* _SOURCE PASSAGE_:

_____

Jun 13, 2011
Jun 13, 2011
Jan 10, 2012
In 2011, a group of abortion providers represented by the Center for Reproductive Rights filed a class action lawsuit challenging HB 15, a Texas law which prohibits a woman from getting an abortion unless her physician first performs a sonogram, places the sonogram images in her view, describes the images to her, makes fetal heart sounds audible, if possible, and describes those sounds to her. The woman is obligated to view and hear the sounds even if she doesn’t want to, except in cases of sexual assault or incest, or if the woman is a minor. The law also requires that a woman wait 24 hours after the sonogram before obtaining abortion unless she lives more than 100 miles from the nearest abortion provider, in which case she must wait two hours.
Plaintiffs argued that the ultrasound requirements violate the First Amendment rights of doctors and patients since the law requires an abortion provider to deliver politically-motivated messages to the patient even if the patient doesn’t want to hear them. Plaintiffs further argued that the law is discriminatory, insofar as it subjects women to paternalistic “protections” that are not imposed on men. Plaintiffs also argued that the ultrasound requirements serve no medical purpose and violate basic principles of medical ethics.

_____

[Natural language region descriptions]

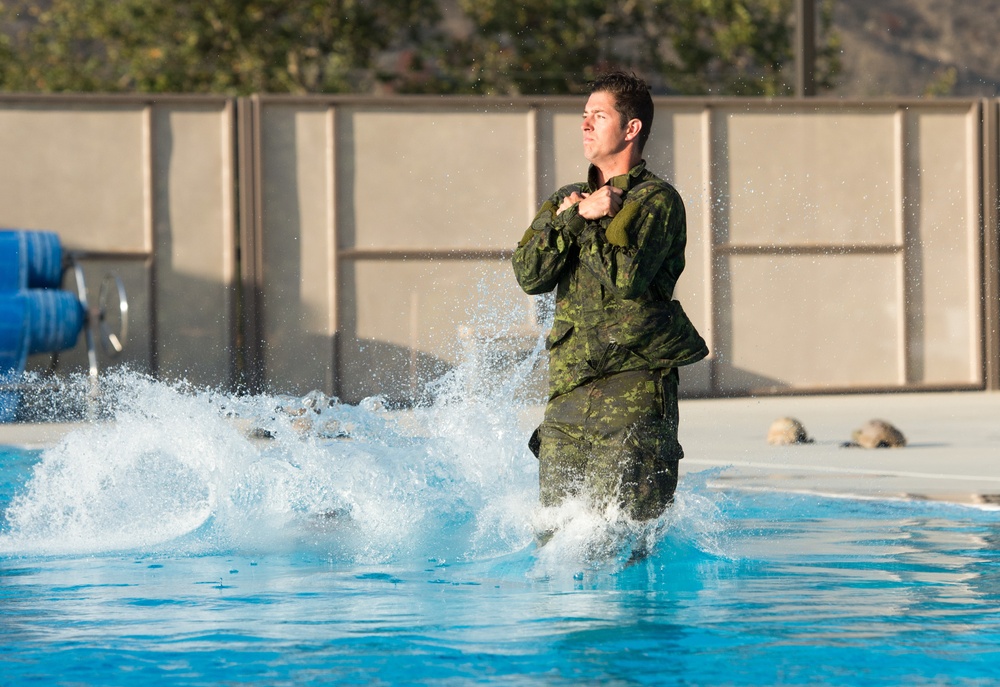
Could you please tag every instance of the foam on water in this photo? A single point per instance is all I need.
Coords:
(176, 469)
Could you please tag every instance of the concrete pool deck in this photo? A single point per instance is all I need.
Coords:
(952, 452)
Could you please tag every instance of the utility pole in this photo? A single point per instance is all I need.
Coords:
(805, 48)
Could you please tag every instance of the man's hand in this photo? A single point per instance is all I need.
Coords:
(604, 202)
(571, 200)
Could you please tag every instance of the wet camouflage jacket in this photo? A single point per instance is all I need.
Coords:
(614, 280)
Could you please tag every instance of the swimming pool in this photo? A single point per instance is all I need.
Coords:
(200, 539)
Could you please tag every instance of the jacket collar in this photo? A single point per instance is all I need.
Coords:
(623, 181)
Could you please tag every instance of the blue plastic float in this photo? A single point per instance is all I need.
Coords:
(36, 315)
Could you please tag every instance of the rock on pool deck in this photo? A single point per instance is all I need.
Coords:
(952, 452)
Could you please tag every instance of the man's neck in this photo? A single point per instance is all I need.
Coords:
(618, 165)
(608, 170)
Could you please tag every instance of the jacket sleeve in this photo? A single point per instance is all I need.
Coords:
(626, 256)
(546, 247)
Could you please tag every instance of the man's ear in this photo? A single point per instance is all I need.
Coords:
(632, 129)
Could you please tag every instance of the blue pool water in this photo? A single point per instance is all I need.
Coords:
(194, 538)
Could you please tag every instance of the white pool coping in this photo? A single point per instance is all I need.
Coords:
(952, 452)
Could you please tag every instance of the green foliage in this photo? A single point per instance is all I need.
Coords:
(205, 46)
(727, 47)
(740, 47)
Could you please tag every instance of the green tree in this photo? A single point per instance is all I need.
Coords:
(197, 46)
(731, 47)
(736, 47)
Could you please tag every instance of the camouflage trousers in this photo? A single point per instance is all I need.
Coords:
(613, 440)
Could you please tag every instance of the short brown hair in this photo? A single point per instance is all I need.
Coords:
(632, 99)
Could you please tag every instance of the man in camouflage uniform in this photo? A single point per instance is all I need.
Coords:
(612, 247)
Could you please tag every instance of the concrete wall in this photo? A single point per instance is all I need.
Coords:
(831, 245)
(142, 188)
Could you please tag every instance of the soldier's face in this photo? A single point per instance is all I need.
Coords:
(603, 132)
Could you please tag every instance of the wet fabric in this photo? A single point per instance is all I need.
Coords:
(613, 441)
(614, 280)
(618, 336)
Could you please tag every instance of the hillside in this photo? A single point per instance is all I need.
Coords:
(908, 47)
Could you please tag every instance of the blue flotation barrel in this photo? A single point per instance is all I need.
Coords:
(30, 260)
(36, 316)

_____

* _WORK TASK 1_: In the passage on the Texas sonogram lawsuit, how long must a woman who lives more than 100 miles from the nearest abortion provider wait after the sonogram?
* _WORK TASK 2_: Carry on the passage about the Texas sonogram lawsuit, starting right after its last sentence.

* _FINAL ANSWER 1_: Two hours.

* _FINAL ANSWER 2_:
On August 30, 2011, Judge Sam Sparks granted Plaintiffs’ Motions to Certify both Plaintiff and Defendant Classes and partially granted Plaintiffs’ Motion for a Preliminary Injunction, enjoining most of the ultrasound-related requirements. The State immediately filed a Notice of Appeal to the United States Court of Appeals for the Fifth Circuit.
On January 10, 2012, the Fifth Circuit vacated the preliminary injunction and on January 13, it issued an order directing that the entire law should take effect immediately. On February 6, 2012, Judge Sparks issued a decision stating that he disagreed with the Fifth Circuit’s constitutional analysis. Specifically, Judge Sparks wrote that the Fifth Circuit “has effectively eviscerated the protections of the First Amendment in the abortion context,” and “in no other medical context does the government go so far in telling doctors what they must, and must not, do.” Judge Sparks also said that there “can be little doubt that [the law] is an attempt by the Texas Legislature to discourage women from exercising their constitutional rights by making it more difficult for caring and competent physicians to perform abortions.” Nevertheless, Judge Sparks held that the Fifth Circuit’s decision tied his hands and required him to deny the Center’s request for a permanent injunction of the law. On February 10, 2012, the Fifth Circuit denied the Center’s request for rehearing en banc.
In Stuart v. Camnitz, the Fourth Circuit Court of Appeals struck down a similar speech-and-display requirement in North Carolina’s Woman’s Right to Know Act. North Carolina has appealed that ruling to the U.S. Supreme Court.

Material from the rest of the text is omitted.